## Document text
━━━━━━
SLOW COOKER TREACLE SPONGE



Slow Cooker Treacle Sponge image

This traditional Slow Cooker Treacle Sponge dessert recipe is light, fluffy and to die for. A real family favourite in my house and with good reason. Gorgeously syrupy and just begging to be drowned in custard or cream, get it on your table.

Provided by Apply To Face Blog

Categories     pudding

Time 3h15m

Number Of Ingredients 7

150 grams self raising flour
150 grams unsalted butter
150 grams sugar
3 large eggs
3 tbsps milk
200 grams golden syrup
½ medium lemon juice

Steps:

  • Grease a 1.2 litre/2 pint pudding basin with butter. I use the plastic lidded bowls that are made for steamed puddings as I struggle/cannot be bothered with all the pleating and tying of string that is required for the ceramic bowls.
  • Beat the 150 grams butter and 150 grams sugar together until pale and thickened a little. This takes a couple of minutes.
  • Whisk or beat in half the 3 beaten eggs followed by half the 150 grams (75 grams) flour for a couple of minutes. Add the remaining eggs and flour all at once as well as the milk. Whisk or beat again for another minute.
  • The batter should be a soft dropping consistency. Add a splash more milk if it's not.
━━━━━━
## Information shown
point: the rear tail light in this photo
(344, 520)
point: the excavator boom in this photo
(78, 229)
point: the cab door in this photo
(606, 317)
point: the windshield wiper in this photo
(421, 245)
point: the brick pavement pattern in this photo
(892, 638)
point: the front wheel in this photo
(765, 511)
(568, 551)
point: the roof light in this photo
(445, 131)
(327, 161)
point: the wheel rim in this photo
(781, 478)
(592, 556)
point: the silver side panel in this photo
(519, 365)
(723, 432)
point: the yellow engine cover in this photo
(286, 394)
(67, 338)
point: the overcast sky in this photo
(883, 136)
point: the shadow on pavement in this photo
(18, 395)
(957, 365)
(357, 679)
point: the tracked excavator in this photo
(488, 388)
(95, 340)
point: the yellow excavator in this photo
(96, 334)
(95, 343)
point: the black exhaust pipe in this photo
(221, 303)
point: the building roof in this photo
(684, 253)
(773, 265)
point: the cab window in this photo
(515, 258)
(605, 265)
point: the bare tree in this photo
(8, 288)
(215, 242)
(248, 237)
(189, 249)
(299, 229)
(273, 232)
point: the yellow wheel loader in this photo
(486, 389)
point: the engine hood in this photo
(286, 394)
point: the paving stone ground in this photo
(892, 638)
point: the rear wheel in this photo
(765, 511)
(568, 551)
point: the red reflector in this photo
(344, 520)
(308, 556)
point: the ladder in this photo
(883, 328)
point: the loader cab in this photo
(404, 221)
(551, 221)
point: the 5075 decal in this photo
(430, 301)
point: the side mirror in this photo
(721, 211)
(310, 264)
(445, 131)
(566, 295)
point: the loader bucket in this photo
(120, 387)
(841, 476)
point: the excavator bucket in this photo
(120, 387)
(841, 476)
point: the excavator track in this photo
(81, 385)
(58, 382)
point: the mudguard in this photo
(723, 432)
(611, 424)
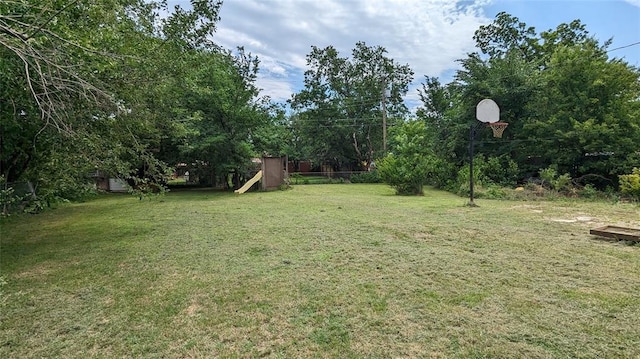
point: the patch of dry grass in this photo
(320, 271)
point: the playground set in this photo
(272, 174)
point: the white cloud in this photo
(429, 35)
(634, 2)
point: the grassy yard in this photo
(345, 271)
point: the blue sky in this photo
(429, 35)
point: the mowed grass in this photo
(319, 271)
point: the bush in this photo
(551, 180)
(630, 184)
(407, 167)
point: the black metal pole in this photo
(472, 136)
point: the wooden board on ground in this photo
(619, 233)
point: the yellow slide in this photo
(250, 183)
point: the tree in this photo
(341, 109)
(567, 104)
(224, 109)
(77, 80)
(410, 161)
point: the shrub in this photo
(406, 168)
(630, 184)
(366, 177)
(551, 180)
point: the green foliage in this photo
(339, 112)
(409, 163)
(561, 183)
(567, 104)
(630, 184)
(491, 172)
(366, 177)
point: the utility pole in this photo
(384, 118)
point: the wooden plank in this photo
(616, 232)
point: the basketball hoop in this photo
(498, 128)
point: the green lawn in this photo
(319, 271)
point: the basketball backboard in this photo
(487, 111)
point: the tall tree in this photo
(557, 90)
(77, 80)
(345, 101)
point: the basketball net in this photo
(498, 128)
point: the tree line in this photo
(133, 87)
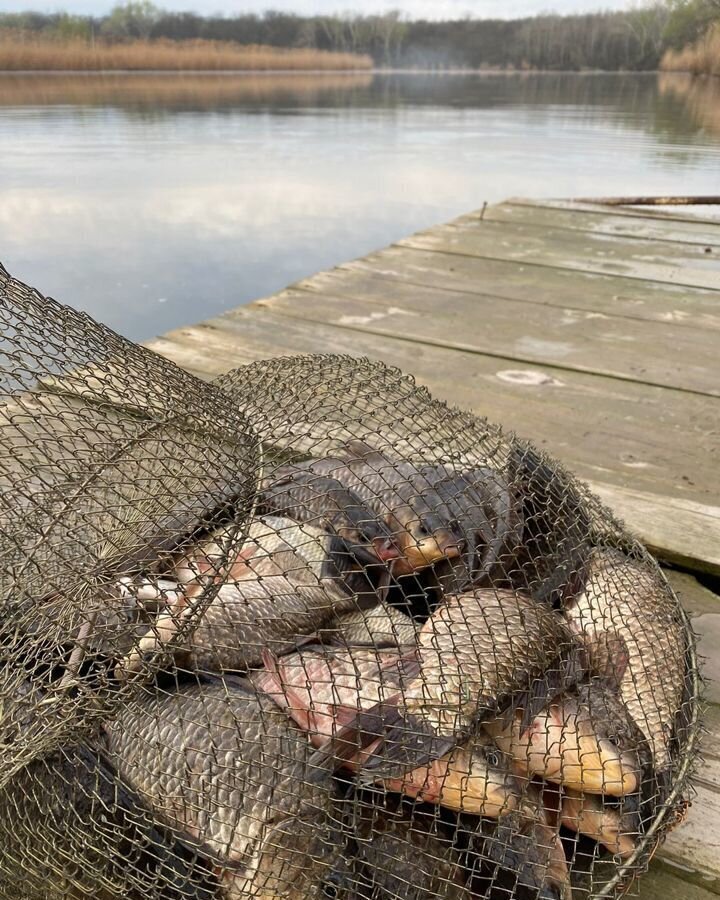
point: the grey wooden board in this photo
(603, 222)
(590, 292)
(648, 352)
(680, 264)
(597, 433)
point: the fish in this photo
(221, 763)
(584, 740)
(414, 518)
(382, 626)
(617, 827)
(70, 828)
(484, 512)
(480, 654)
(520, 856)
(275, 585)
(628, 618)
(550, 560)
(328, 691)
(309, 498)
(403, 854)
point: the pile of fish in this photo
(307, 633)
(412, 681)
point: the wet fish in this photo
(335, 696)
(387, 488)
(550, 561)
(404, 855)
(480, 654)
(225, 766)
(275, 585)
(520, 856)
(629, 621)
(69, 828)
(485, 514)
(585, 740)
(382, 626)
(616, 827)
(325, 502)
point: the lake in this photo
(153, 201)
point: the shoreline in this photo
(343, 71)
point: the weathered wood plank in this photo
(559, 412)
(580, 341)
(667, 882)
(245, 334)
(622, 221)
(684, 265)
(592, 292)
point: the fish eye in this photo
(331, 887)
(493, 758)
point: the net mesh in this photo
(308, 633)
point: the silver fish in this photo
(328, 692)
(403, 855)
(225, 766)
(69, 828)
(584, 740)
(630, 623)
(479, 653)
(618, 828)
(276, 585)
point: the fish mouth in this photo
(587, 815)
(425, 551)
(473, 786)
(596, 766)
(386, 549)
(462, 781)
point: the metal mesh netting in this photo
(308, 633)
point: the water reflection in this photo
(698, 97)
(178, 91)
(156, 200)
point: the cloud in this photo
(431, 9)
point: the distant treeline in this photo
(636, 39)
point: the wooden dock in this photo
(595, 332)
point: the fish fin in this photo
(406, 741)
(571, 670)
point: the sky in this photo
(431, 9)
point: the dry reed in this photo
(701, 58)
(19, 52)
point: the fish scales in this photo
(626, 616)
(480, 649)
(105, 842)
(227, 767)
(277, 586)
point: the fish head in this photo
(614, 824)
(425, 535)
(365, 535)
(529, 856)
(478, 779)
(610, 744)
(585, 741)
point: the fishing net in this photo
(308, 633)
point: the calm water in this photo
(156, 200)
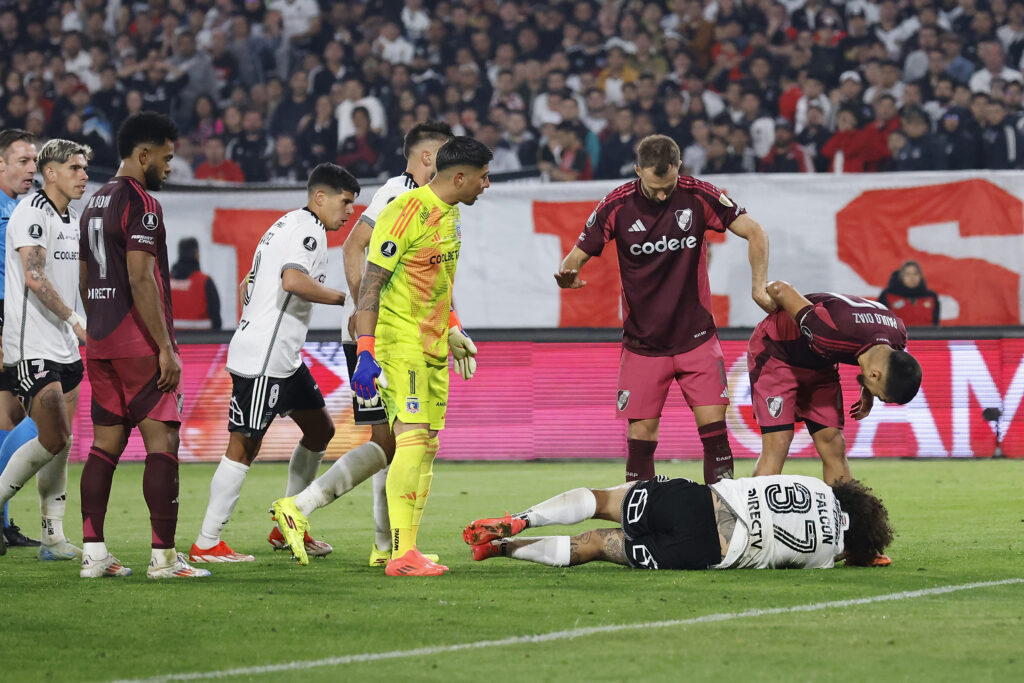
━━━━━━
## What to work on
**a)** In the treacle sponge recipe, translate this sentence into French: "Beat the 150 grams butter and 150 grams sugar together until pale and thickened a little."
**b)** According to the treacle sponge recipe, what size of pudding basin should be greased with butter?
**c)** Proceed with the treacle sponge recipe, picking up after its last step.

## Responses to the exercise
**a)** Battez ensemble les 150 grammes de beurre et les 150 grammes de sucre jusqu'à ce que le mélange soit pâle et légèrement épaissi.

**b)** A 1.2 litre/2 pint pudding basin.

**c)**
  • Pour 200 grams of syrup into a microwaveable bowl and add the lemon juice. Heat for 20 seconds in the microwave and stir the two together.
  • Pour the syrup mixture into your pudding bowl.
  • Carefully spoon the sponge mixture on top of the golden syrup so that it stays on top of the syrup.
  • Smooth over and place the lid or your coverings over the top.
  • Put a flat wedge of silver foil in the slow cooker to sit your pudding bowl on (this prevents the bottom of the pudding burning).
  • Place the pudding bowl carefully in the slow cooker and pour just boiled water into the slow cooker bowl so that it comes ¾ of the way up the pudding bowl.
  • Place the lid on and cook for 3 hours on High or 2 hrs 30 minutes in a steamer or saucepan.
  • To serve take it carefully out of the slow cooker. Remove the lid and invert the pudding onto a large serving plate. Let the syrup gently flow out of the bowl as the pudding releases. I put the plate on top of the bowl and very carefully rotate so the plate is on the bottom and then slowly lift the bowl clear.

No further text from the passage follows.